- Source extract:

[Start of section]

The partisan wrangling also extended to environmental protection, with conservative attempts to block EPA enforcement of greenhouse gases.

“The idea that the EPA is too expensive for government is disheartening, to say the least,” said Culver City resident Hillary Gross-Moglen, who is a member of the Los Angeles League of Conservation Voters.

Gross-Moglen believes that often left out of any discussion of the EPA is the process in which the agency operates through its enforcement powers pertaining to critical matters such as air and water quality, drinking water, oil pollution and environmental initiatives.

“Legislation like the Clean Water Act and the Clean Air Act are often unfairly portrayed as part of a bloated bureaucracy, and the enforcement of these laws is often left out of the equation,” she said.

Culver City Environmental Coordinator Catherine Vargas said the EPA sets the framework for local governments that explore environmental initiatives and ordinances. “We’re all looking for someone to give us direction,” Vargas told theNews. “In the big picture, the EPA can offer resources for local governments to for initiatives like better water quality, climate change and other sustainability issues.”

Dodge believes that the policy riders that were intended to strip the EPA of some of its enforcement powers were not bad ideas. “The EPA over-regulates small business,” Dodge asserted. “The fact that the riders were not in the final bill does not mean that [placing them within the budget legislation] was not the right idea.”

[End of section]

- Referring expression data:
[Start of section]

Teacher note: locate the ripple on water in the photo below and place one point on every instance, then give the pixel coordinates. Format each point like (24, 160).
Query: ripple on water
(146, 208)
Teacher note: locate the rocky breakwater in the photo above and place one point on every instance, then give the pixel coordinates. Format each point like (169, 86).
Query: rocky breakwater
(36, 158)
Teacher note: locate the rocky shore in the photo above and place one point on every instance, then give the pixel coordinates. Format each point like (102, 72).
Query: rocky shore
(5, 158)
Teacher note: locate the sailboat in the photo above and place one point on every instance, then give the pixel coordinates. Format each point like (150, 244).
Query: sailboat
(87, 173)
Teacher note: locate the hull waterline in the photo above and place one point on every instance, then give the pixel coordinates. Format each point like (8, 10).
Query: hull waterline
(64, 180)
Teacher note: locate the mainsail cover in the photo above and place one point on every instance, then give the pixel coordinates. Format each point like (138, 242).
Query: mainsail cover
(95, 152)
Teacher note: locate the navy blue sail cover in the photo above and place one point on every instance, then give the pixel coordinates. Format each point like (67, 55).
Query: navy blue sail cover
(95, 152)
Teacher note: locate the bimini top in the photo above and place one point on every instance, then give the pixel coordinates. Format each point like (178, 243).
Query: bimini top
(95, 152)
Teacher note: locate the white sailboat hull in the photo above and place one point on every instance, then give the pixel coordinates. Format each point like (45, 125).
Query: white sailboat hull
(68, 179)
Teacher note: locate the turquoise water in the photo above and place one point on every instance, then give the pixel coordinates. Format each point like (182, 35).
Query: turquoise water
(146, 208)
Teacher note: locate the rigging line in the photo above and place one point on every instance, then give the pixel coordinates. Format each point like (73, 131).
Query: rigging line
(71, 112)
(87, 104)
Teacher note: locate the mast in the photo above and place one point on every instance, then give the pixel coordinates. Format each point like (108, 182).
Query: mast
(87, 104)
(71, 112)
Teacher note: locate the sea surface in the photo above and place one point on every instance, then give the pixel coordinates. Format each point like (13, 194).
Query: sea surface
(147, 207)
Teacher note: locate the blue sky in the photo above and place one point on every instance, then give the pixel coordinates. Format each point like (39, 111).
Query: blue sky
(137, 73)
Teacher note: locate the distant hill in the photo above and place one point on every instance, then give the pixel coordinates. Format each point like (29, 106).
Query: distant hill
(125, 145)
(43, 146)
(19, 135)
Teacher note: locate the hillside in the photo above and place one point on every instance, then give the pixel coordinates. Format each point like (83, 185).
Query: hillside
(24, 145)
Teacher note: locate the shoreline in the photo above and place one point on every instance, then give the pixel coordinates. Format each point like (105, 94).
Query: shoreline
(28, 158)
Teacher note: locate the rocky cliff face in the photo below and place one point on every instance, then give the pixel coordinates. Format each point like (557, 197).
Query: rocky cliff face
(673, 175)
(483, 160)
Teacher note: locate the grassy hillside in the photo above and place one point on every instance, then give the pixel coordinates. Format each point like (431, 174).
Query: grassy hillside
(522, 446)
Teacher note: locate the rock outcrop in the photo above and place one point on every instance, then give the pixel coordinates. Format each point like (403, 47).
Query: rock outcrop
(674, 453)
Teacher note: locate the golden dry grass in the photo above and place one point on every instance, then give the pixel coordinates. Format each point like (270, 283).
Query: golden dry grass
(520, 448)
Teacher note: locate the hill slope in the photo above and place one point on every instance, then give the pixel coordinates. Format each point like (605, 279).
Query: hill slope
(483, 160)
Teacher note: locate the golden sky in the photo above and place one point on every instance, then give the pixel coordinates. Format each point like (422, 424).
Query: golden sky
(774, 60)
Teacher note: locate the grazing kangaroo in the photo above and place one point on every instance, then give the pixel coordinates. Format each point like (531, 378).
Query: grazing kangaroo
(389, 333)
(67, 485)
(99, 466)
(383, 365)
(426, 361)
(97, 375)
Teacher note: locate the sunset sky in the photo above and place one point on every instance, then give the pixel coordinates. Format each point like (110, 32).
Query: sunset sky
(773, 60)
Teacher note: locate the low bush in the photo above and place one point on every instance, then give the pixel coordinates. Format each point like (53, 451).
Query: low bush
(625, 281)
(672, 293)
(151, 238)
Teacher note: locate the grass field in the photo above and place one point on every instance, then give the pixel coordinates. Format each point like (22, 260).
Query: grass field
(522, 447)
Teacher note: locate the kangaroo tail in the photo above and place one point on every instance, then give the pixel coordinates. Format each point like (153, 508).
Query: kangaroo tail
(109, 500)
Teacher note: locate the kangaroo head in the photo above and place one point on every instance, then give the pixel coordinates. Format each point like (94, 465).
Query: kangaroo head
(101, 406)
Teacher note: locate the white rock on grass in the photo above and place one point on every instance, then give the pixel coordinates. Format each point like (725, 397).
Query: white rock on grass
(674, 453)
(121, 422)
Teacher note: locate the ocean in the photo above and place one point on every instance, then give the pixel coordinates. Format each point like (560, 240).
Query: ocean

[End of section]

- Assignment: Write what comes next in the news article about the EPA, picking up after its final sentence. These items are separate material and have nothing to do with the article.

- Task output:
Sandra Kallander, a Libertarian who recently relocated to Northern California after living in Culver City for nearly two decades, has a slightly different take.

“The folly of expecting politicians and bureaucrats be in charge of my family planning or protecting my environment should be apparent,” she said.

Kallander, a former resident of Carlson Park, feels that women’s health needs and environmental protection should be under the jurisdiction of local officials.

“These issues, to the extent that government should be involved at all, should be handled locally,” she said. “For example, if my neighbor pollutes my water, I should be able to sue them. Instead, the government licenses some people to pollute.”

Plains, Exploration and Petroleum is located just outside Culver City in the Baldwin Hills, and some residents are anxious about having an oil and gas company in such close proximity.

PXP, like all oil companies, is required to follow environmental edicts and is subject to EPA enforcement, and Gross- Moglen cited toxic spills and accidents by some oil conglomerates that have created air pollution and water contamination as obvious reasons why the EPA should not be restrained.

Oil companies, she asserted, “are an example of companies that does only what they are [legally] forced to do.”

Kallander, who led the opposition to a 2004 local ballot initiative to lower the user utility tax, said Congress is not serious about cutting spending, and she doesn’t give her former local elected representatives high marks either.

“Culver City officials are no better, arguing about minutiae and spending our money for us, instead of encouraging businesses and a self-reliant population to spend their own money,” she said. “They will be getting a windfall of utility tax money as utility rates climb and use it to block drilling of natural gas, and for photo opportunities. The sidewalks will still be broken.”

Gross-Moglen fears that this will not be the last time that agencies like the EPA and organizations like Planned Parenthood come under assault from Republicans. Congress will soon be called upon to pass a budget for 2012.

“It will still be the environment and choice that will hamper conversations about how to reduce our national budget,” she predicted.